━━ TEKS YANG DIBERIKAN

Boleh aku bercerita? Kali ini tentang nasihat ayah pada putri sulungnya yang baru 4 hari menginjakkan kaki di gubuk tercinta, namun sudah hendak kembali ke kota untuk bekerja dan melangkahkan usaha mengambil S2. Ditulis dalam Bahasa Indonesia meski dengan ejaan yang tak sempurna, tapi mudah-mudahan lebih mengena.
Seperti biasa, setiap akan kembali ke tanah rantau, sang ayah akan mengendap perlahan menuju tempat anak berkemas untuk menyuarakan keinginannya dalam bentuk tausyiah kilat.
"Diperiksa lagi benar-benar, jangan sampai ada yang tertinggal", ucapnya sambil memandang anaknya. Sang anak diam seolah tak mendengar, tetapi dengan pasti menunggu kata berikutnya.
"Dihati2 badannya, kerjanya, yang sungguh-sungguh biar berkah. Masalah sim dan motor mau gimana jadinya?"
Kali ini anak gadis tahu ia harus bersuara, meski juga tahu bahwa pertanyaan Bapaknya hanya sebagai jeda nasihat berikutnya. Ia pun menjawab sekenanya, sesuai rencana A-B yang memang sudah ia punya.
"Ya udah kalo gitu, apa2 itu kan harus ada solusi mau seperti apa langkah yang diambil. Kalau memang ada keinginan sekolah lagi, ya segera, dipikir2 lagi, jangan ditunda-tunda. Kalau mau kerja ya langkah-langkahnya mau gimana, seperti apa. Mumpung umur masih mencukupi."
Sekali lagi, sepertinya si gadis akan kembali bersorak karena sudah pasti berhasil menebak apa yang akan dikata Sang Bapak berikutnya.

━━━━
━━ MATERI YANG DITAMPILKAN

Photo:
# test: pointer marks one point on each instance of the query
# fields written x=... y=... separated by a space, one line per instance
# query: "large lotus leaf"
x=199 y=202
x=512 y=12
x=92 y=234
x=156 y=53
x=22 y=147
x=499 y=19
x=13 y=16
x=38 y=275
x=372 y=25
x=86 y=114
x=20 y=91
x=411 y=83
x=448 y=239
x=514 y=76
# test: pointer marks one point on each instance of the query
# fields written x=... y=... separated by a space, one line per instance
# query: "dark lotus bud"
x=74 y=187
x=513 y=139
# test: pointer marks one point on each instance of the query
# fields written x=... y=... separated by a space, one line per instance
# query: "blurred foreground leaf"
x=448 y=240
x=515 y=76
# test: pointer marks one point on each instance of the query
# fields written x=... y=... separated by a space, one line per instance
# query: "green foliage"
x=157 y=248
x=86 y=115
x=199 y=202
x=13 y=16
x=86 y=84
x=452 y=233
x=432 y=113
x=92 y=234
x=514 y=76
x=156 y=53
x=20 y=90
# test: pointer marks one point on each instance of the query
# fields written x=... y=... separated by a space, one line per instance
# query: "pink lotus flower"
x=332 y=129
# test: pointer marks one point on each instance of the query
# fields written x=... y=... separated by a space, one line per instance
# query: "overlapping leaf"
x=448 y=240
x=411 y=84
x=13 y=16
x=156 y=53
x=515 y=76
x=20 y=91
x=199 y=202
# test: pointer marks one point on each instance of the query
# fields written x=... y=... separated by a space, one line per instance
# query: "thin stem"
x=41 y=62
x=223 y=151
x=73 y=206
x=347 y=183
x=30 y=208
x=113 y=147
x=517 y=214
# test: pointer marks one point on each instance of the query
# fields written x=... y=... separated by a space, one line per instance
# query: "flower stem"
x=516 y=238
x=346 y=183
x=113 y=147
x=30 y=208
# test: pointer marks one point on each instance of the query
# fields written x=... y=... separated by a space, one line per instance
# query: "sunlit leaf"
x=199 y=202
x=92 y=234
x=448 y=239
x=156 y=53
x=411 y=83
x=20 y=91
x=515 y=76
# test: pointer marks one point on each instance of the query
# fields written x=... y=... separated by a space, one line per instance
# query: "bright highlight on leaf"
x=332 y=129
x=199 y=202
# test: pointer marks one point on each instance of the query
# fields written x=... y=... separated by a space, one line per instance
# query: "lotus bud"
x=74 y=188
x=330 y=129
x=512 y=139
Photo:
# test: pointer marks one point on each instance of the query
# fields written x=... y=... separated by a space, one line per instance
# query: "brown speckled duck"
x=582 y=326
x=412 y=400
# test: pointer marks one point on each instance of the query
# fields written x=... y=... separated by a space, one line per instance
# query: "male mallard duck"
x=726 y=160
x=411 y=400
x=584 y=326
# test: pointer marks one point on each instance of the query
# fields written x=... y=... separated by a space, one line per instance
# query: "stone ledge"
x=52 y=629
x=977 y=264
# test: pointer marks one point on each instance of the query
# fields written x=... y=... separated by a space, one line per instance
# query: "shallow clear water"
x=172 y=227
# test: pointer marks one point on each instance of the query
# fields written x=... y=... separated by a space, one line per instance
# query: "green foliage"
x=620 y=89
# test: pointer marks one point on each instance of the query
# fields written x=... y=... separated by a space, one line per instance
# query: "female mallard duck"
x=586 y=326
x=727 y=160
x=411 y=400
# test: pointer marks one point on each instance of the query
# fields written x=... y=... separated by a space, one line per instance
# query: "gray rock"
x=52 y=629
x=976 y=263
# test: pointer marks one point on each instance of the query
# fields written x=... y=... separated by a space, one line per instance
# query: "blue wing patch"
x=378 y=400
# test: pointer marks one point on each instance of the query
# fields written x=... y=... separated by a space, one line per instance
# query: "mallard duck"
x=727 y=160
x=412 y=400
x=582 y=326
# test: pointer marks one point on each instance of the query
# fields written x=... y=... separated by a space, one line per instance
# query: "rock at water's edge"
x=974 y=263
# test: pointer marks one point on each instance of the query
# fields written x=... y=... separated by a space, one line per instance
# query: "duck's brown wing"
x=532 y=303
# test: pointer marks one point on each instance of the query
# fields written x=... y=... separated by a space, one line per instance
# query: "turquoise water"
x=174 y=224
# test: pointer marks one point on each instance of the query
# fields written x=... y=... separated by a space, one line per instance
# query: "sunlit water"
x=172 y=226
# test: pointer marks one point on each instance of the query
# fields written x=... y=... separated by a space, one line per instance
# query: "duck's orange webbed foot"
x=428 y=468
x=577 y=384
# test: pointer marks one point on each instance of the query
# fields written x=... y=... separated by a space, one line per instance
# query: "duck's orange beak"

━━━━

• SOAL LATIHAN:
**A)** Menurut teks tentang nasihat ayah, berapa hari putri sulung itu sudah berada di rumah ketika hendak kembali ke kota?
**B)** Lanjutkan teks tentang nasihat ayah mulai sesudah kalimat terakhirnya.
Baris-baris ini merupakan materi tersendiri yang terpisah dari teks.

• KUNCI JAWABAN:
**A)** Baru 4 hari.

**B)**
"Bukannya ga butuh harta atau g mau ngejar dunia, butuh ya butuh, pengen cukup ya iya. Tapi kan yang namanya orang hidup itu g bisa sendiri, butuh orang lain. Harus ada keturunan yang melanjutkan k generasi berikutnya. Biar lingkaran silaturahmi itu terus ada, makin banyak."
Sudah pasti lah mengarah ke sana. Padahal jauh-jauh hari sebelumnya, sang anak sempat sedikit mengancam untuk tidak suka dibahas tentang "begituan". Bahkan ketika anak laki-laki dari kakak sang Ibu dikabarkan mencari tanggal untuk bertunangan, ia secara sergap mengingatkan "Bapak jangan meri, jangan iri. Aku belum pengen, masih lama", ucapnya setengah bercanda. Masih sedikit kesal, ia tetap mendengar ayahnya melanjutkan perbincangan sebelah pihak.
"Yang pertama dan utama pokoknya harus seiman, paling tidak ya tahu agama. Tahu bukan sekedar tahu saja, tapi mengerti. Ya memang, yang beragama banyak juga cacatnya, banyak yang bermaksiat. Tapi seenggaknya niat dan jalannya menuju akhirat. Kalo ngerti agama, itu insyaAllah tahu landasan berkeluarga. Jauh dekat yang penting tanggungjawab, mau usaha. Orang yang mau tanggungjawab ya komitmennya pasti kuat, ga mungkin sembarangan. Hati-hati." Nasihat diakhiri dengan helaan nafas cukup berat dari sang ayah. Anaknya pun tak jauh lebih berat ketika mencoba menyerap ucapan. Tak ada satu aksara pun hendak dikeluarkan, diam dan melanjutkan bebenah. Memang, tak ada satu kata "jodoh" atau "pasangan" yang baru saja ia ungkap pada pada anaknya, tapi anaknya kini semakin pintar memakna setiap kata. sepertinya, anaknya hanya belum siap berdebat perihal itu.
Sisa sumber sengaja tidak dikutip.